EXERCISE BRIEF:
Take from the listing each line that has the string "door".
=== Begin Enclosure ===
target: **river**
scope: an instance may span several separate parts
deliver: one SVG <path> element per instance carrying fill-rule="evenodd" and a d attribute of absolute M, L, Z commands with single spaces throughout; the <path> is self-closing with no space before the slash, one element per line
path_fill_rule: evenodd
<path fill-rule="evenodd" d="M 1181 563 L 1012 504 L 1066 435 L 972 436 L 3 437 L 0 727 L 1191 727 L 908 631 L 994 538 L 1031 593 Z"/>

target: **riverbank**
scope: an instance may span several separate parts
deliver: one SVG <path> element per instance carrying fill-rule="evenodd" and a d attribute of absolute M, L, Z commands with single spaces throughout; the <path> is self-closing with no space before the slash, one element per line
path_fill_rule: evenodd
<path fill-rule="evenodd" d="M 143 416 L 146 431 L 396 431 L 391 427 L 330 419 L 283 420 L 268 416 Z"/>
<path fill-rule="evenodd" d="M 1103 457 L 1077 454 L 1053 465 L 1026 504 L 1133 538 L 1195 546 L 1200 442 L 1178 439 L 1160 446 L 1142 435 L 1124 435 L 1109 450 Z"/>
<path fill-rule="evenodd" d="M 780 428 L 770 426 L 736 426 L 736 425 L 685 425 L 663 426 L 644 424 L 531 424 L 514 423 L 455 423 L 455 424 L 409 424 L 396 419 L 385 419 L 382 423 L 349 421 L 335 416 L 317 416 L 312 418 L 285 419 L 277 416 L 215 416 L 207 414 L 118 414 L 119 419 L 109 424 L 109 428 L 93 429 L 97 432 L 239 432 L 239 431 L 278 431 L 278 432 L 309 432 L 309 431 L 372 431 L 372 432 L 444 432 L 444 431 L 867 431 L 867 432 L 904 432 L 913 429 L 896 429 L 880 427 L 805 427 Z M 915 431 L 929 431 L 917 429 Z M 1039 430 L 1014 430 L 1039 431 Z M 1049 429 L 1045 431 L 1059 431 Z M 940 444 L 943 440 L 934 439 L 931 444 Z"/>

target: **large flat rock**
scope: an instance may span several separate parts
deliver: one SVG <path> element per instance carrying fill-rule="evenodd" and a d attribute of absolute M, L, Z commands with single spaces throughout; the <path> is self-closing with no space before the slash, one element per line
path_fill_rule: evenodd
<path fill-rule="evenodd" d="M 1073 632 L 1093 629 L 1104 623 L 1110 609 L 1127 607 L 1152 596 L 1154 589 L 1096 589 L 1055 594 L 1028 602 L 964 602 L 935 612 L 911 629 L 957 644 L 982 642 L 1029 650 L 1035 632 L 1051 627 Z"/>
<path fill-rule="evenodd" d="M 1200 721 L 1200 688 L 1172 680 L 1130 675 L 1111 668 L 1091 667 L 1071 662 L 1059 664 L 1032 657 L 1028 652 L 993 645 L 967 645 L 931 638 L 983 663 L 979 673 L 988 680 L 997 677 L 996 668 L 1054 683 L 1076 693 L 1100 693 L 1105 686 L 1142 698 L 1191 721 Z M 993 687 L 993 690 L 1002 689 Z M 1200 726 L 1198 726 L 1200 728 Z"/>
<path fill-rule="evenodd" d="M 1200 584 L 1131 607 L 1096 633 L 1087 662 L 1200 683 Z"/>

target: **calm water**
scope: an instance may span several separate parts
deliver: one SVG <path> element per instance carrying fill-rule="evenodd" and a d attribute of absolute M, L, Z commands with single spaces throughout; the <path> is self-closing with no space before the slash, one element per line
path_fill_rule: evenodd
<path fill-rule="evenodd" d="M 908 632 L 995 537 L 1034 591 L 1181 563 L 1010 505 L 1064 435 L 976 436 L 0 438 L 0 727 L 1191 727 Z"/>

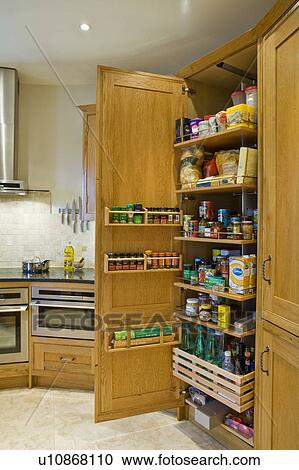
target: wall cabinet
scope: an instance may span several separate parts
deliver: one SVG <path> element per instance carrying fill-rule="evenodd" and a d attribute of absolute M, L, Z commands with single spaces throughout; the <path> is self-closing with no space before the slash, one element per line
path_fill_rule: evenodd
<path fill-rule="evenodd" d="M 299 338 L 262 321 L 255 391 L 258 449 L 299 449 Z"/>
<path fill-rule="evenodd" d="M 96 105 L 79 106 L 83 112 L 83 210 L 85 220 L 96 213 Z"/>

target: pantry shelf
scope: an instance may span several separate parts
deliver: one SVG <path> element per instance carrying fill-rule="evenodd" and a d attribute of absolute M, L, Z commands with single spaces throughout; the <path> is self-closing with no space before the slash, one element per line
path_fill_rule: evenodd
<path fill-rule="evenodd" d="M 203 292 L 204 294 L 216 295 L 217 297 L 223 297 L 225 299 L 231 299 L 237 302 L 245 302 L 246 300 L 252 300 L 252 299 L 255 299 L 256 297 L 255 294 L 241 295 L 241 294 L 231 294 L 229 292 L 219 292 L 219 291 L 212 290 L 212 289 L 206 289 L 205 287 L 201 287 L 201 286 L 191 286 L 191 284 L 187 284 L 185 282 L 175 282 L 174 286 L 180 287 L 181 289 L 193 290 L 195 292 Z"/>
<path fill-rule="evenodd" d="M 201 186 L 199 188 L 178 189 L 177 194 L 213 194 L 213 193 L 233 193 L 242 191 L 256 191 L 254 184 L 223 184 L 219 186 Z"/>
<path fill-rule="evenodd" d="M 242 413 L 253 406 L 254 371 L 236 375 L 179 348 L 173 349 L 173 375 Z"/>
<path fill-rule="evenodd" d="M 246 336 L 251 336 L 255 334 L 255 329 L 244 331 L 244 333 L 238 333 L 233 327 L 221 328 L 217 325 L 217 323 L 213 323 L 211 321 L 201 321 L 196 317 L 190 317 L 189 315 L 185 315 L 183 312 L 175 312 L 174 315 L 180 320 L 188 321 L 190 323 L 194 323 L 195 325 L 205 326 L 206 328 L 212 328 L 213 330 L 222 331 L 223 333 L 230 336 L 234 336 L 235 338 L 245 338 Z"/>
<path fill-rule="evenodd" d="M 226 148 L 234 148 L 235 146 L 249 146 L 257 141 L 257 130 L 249 127 L 234 127 L 223 132 L 216 132 L 205 137 L 185 140 L 174 144 L 175 149 L 184 149 L 191 145 L 203 145 L 206 150 L 222 150 Z"/>
<path fill-rule="evenodd" d="M 227 238 L 193 238 L 193 237 L 174 237 L 174 240 L 182 242 L 197 243 L 217 243 L 220 245 L 254 245 L 256 240 L 228 240 Z"/>
<path fill-rule="evenodd" d="M 226 426 L 226 424 L 221 423 L 221 427 L 225 429 L 228 432 L 231 432 L 234 436 L 238 437 L 241 439 L 241 441 L 246 442 L 249 446 L 253 447 L 253 437 L 251 438 L 246 438 L 242 436 L 239 432 L 235 431 L 234 429 L 230 428 L 229 426 Z"/>
<path fill-rule="evenodd" d="M 109 261 L 142 261 L 143 268 L 142 269 L 116 269 L 116 270 L 110 270 L 109 269 Z M 177 261 L 177 266 L 178 268 L 149 268 L 149 262 L 153 262 L 153 260 L 157 261 L 169 261 L 169 260 L 176 260 Z M 173 272 L 180 272 L 182 271 L 183 267 L 183 256 L 159 256 L 159 257 L 154 257 L 154 256 L 147 256 L 144 255 L 143 258 L 109 258 L 107 254 L 104 255 L 104 273 L 106 274 L 149 274 L 149 273 L 173 273 Z"/>
<path fill-rule="evenodd" d="M 128 222 L 125 222 L 125 223 L 121 223 L 121 222 L 118 222 L 118 223 L 113 223 L 111 222 L 111 216 L 113 216 L 113 214 L 126 214 L 126 215 L 141 215 L 142 217 L 142 223 L 128 223 Z M 158 216 L 167 216 L 169 217 L 169 215 L 172 215 L 173 217 L 173 220 L 175 220 L 175 218 L 177 218 L 176 220 L 179 221 L 179 223 L 150 223 L 148 220 L 149 220 L 149 216 L 152 215 L 152 216 L 155 216 L 155 215 L 158 215 Z M 149 211 L 148 209 L 144 209 L 142 211 L 133 211 L 133 210 L 112 210 L 110 209 L 109 207 L 105 207 L 105 211 L 104 211 L 104 220 L 105 220 L 105 226 L 109 226 L 109 227 L 168 227 L 168 228 L 173 228 L 173 227 L 181 227 L 182 226 L 182 223 L 183 223 L 183 211 L 179 211 L 179 212 L 170 212 L 170 211 Z"/>

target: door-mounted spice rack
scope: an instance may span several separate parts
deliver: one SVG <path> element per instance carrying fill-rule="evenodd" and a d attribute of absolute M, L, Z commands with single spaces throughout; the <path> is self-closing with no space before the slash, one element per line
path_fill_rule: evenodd
<path fill-rule="evenodd" d="M 105 207 L 105 225 L 110 227 L 181 227 L 183 211 L 113 210 Z"/>
<path fill-rule="evenodd" d="M 104 255 L 104 272 L 106 274 L 132 274 L 152 272 L 182 271 L 183 257 L 176 256 L 109 256 Z"/>
<path fill-rule="evenodd" d="M 182 324 L 169 321 L 130 326 L 105 325 L 104 348 L 106 352 L 174 346 L 182 341 Z"/>
<path fill-rule="evenodd" d="M 173 375 L 239 413 L 253 406 L 254 371 L 236 375 L 174 348 Z"/>

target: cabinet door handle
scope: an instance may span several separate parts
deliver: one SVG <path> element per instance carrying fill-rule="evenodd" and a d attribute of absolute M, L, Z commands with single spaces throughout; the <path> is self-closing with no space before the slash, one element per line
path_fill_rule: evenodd
<path fill-rule="evenodd" d="M 266 272 L 266 263 L 270 263 L 271 260 L 272 260 L 272 256 L 269 255 L 268 258 L 264 259 L 263 264 L 262 264 L 263 280 L 268 282 L 269 286 L 271 285 L 271 279 L 269 277 L 266 277 L 265 272 Z"/>
<path fill-rule="evenodd" d="M 60 362 L 74 362 L 76 358 L 73 356 L 73 357 L 63 357 L 63 356 L 60 356 Z"/>
<path fill-rule="evenodd" d="M 261 368 L 261 371 L 264 372 L 264 374 L 267 374 L 269 375 L 269 371 L 268 369 L 264 369 L 264 354 L 270 352 L 270 348 L 269 346 L 266 346 L 264 351 L 261 352 L 260 354 L 260 368 Z"/>

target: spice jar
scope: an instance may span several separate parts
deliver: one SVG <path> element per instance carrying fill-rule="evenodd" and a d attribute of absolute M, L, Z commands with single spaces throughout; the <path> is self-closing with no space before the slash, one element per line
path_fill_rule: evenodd
<path fill-rule="evenodd" d="M 213 201 L 201 201 L 199 203 L 199 217 L 205 220 L 213 220 L 215 203 Z"/>
<path fill-rule="evenodd" d="M 166 269 L 171 269 L 172 268 L 172 263 L 171 263 L 172 252 L 171 251 L 166 251 L 165 256 L 166 256 L 165 268 Z"/>
<path fill-rule="evenodd" d="M 202 304 L 199 309 L 199 319 L 201 321 L 210 321 L 212 318 L 212 305 Z"/>
<path fill-rule="evenodd" d="M 165 268 L 165 253 L 164 252 L 160 252 L 159 253 L 159 269 L 164 269 Z"/>
<path fill-rule="evenodd" d="M 213 222 L 211 226 L 211 238 L 222 238 L 222 232 L 224 230 L 223 224 L 221 222 Z M 221 234 L 221 235 L 220 235 Z"/>
<path fill-rule="evenodd" d="M 134 223 L 134 204 L 128 204 L 128 224 L 133 224 Z"/>
<path fill-rule="evenodd" d="M 133 216 L 133 222 L 134 224 L 142 224 L 142 214 L 134 213 Z"/>
<path fill-rule="evenodd" d="M 205 225 L 205 238 L 211 238 L 211 230 L 214 222 L 206 222 Z"/>
<path fill-rule="evenodd" d="M 156 251 L 153 251 L 152 252 L 152 269 L 159 269 L 159 260 L 158 260 L 158 257 L 159 257 L 159 253 L 156 252 Z"/>
<path fill-rule="evenodd" d="M 242 220 L 242 235 L 244 240 L 252 240 L 253 223 L 252 220 Z"/>
<path fill-rule="evenodd" d="M 180 267 L 180 260 L 179 260 L 179 255 L 176 251 L 173 251 L 171 254 L 171 267 L 172 269 L 179 269 Z"/>
<path fill-rule="evenodd" d="M 123 253 L 114 253 L 114 256 L 116 258 L 115 260 L 115 270 L 116 271 L 122 271 L 123 269 L 123 262 L 122 262 L 122 257 Z"/>
<path fill-rule="evenodd" d="M 154 224 L 160 223 L 160 214 L 154 214 Z"/>
<path fill-rule="evenodd" d="M 178 207 L 176 207 L 176 208 L 174 209 L 174 211 L 175 211 L 175 214 L 174 214 L 173 223 L 174 223 L 175 225 L 180 225 L 180 223 L 181 223 L 180 209 L 179 209 Z"/>
<path fill-rule="evenodd" d="M 137 253 L 137 271 L 142 271 L 144 269 L 144 257 L 143 253 Z"/>
<path fill-rule="evenodd" d="M 200 286 L 204 285 L 206 280 L 206 265 L 201 265 L 198 267 L 198 284 Z"/>
<path fill-rule="evenodd" d="M 118 206 L 113 206 L 112 211 L 118 211 L 119 207 Z M 112 212 L 112 222 L 114 224 L 119 224 L 119 219 L 120 219 L 120 214 L 118 212 Z"/>
<path fill-rule="evenodd" d="M 153 260 L 152 260 L 152 256 L 153 256 L 153 252 L 152 250 L 145 250 L 144 254 L 147 256 L 147 269 L 152 269 L 153 267 Z"/>
<path fill-rule="evenodd" d="M 209 296 L 209 294 L 198 294 L 198 302 L 199 302 L 199 306 L 201 306 L 203 304 L 207 305 L 207 304 L 212 303 L 212 299 Z"/>
<path fill-rule="evenodd" d="M 154 214 L 152 213 L 153 208 L 152 208 L 152 207 L 148 207 L 147 210 L 148 210 L 148 213 L 147 213 L 147 223 L 148 223 L 148 224 L 153 224 L 153 223 L 154 223 Z"/>
<path fill-rule="evenodd" d="M 135 253 L 131 254 L 130 271 L 135 271 L 137 269 L 137 260 L 135 259 L 135 256 Z"/>
<path fill-rule="evenodd" d="M 123 259 L 123 270 L 128 271 L 130 269 L 130 253 L 124 253 L 124 259 Z"/>
<path fill-rule="evenodd" d="M 240 234 L 241 234 L 241 222 L 240 222 L 240 217 L 232 217 L 231 218 L 231 223 L 233 227 L 233 239 L 234 240 L 239 240 Z"/>
<path fill-rule="evenodd" d="M 167 207 L 161 208 L 161 211 L 162 211 L 162 214 L 160 216 L 160 223 L 161 224 L 167 224 L 168 223 L 168 215 L 167 215 L 168 210 L 169 209 L 167 209 Z"/>
<path fill-rule="evenodd" d="M 108 271 L 115 271 L 115 260 L 110 259 L 114 258 L 114 253 L 107 253 L 108 255 Z"/>

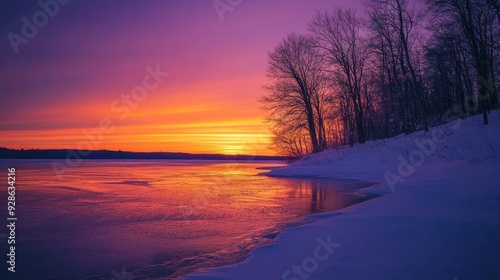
=== End Enclosure ===
RESPONSE AREA:
target: door-mounted spice rack
target: cabinet door handle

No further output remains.